- _To-do item 1_: List the three phases of checkout that the article on selling through and after checkout says it will cover.
- _To-do item 2_: According to the article on selling through and after checkout, which page is usually very underused?

- _Excerpt to read_:
E-commerce Link : Batteries With That?
Tips on Selling Through and After Checkout
March 2003 By Ken Burke
Most people think of the checkout as the final step of a shopping session. But any visit to your local grocery store will prove otherwise. Racks of candy and magazines flank the checkout lines, and the cashier asks, "Do you need batteries or film with that?" Newspapers, firelogs and steam cleaners line the front of stores near the exits. Clearly, the selling continues right up to, and beyond, the cash register's final beep.
Online merchandisers also can successfully sell during the checkout process by using carefully chosen merchandising methods on the shopping cart, log-in and thank-you pages. After the sale, post-order e-mail can provide some very powerful selling opportunities as well.
Creating Merchandising Opportunities At Checkout
The goal is to place appropriate product cross-sells in places that will get your customers' attention without distracting them from the checkout process. Remember that they want secure, safe, private transactions, and you must make it clear to them that this is what they're getting. They also want checkout to be easy and fast. Anything that detracts from this image of security and ease will impair your site's ability to sell, so be cautious about what you present and how you present it. Selling and merchandising through the checkout process can be very tricky, since some tactics may be overly aggressive for some sites. When in doubt, don't distract or alienate the user by overselling. Once they've decided to buy, you want to make sure they stay on that track.
I will cover three different phases of checkout:
- Selling before checkout. This includes the shopping cart itself and the customer log-in page. These pages offer good selling opportunities.
- The core checkout pages. These include the billing information page, shipping information page, and order recap pages where the customer can select multiple ship-to addresses, gift wrap and so forth. Throwing a bunch of extra offers on these pages is more likely to distract your customer than create more sales. Don't use these pages for selling.
- Selling after checkout. The thank-you page usually is very underused and can provide great selling opportunities.

- _Data_:
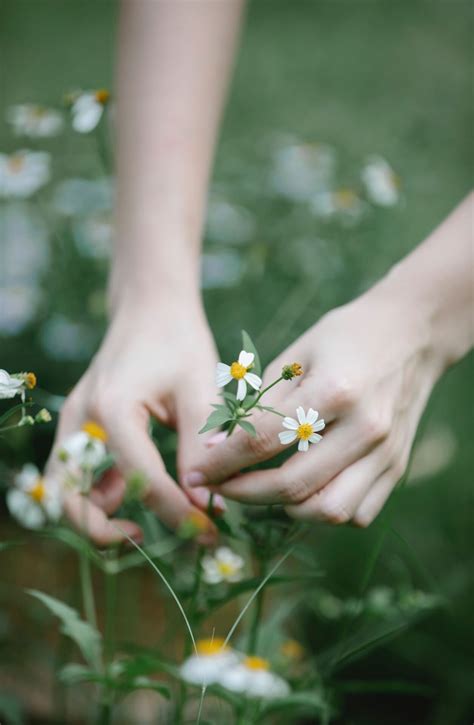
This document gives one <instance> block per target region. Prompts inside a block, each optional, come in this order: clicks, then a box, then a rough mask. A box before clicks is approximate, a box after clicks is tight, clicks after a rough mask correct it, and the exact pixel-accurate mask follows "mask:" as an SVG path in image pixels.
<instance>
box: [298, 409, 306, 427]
mask: <svg viewBox="0 0 474 725" xmlns="http://www.w3.org/2000/svg"><path fill="white" fill-rule="evenodd" d="M296 415H297V416H298V420H299V422H300V423H301V425H303V423H306V413H305V412H304V408H302V407H301V405H300V406H299V408H296Z"/></svg>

- _Task output 1_:
- Selling before checkout
- The core checkout pages
- Selling after checkout

- _Task output 2_: The thank-you page.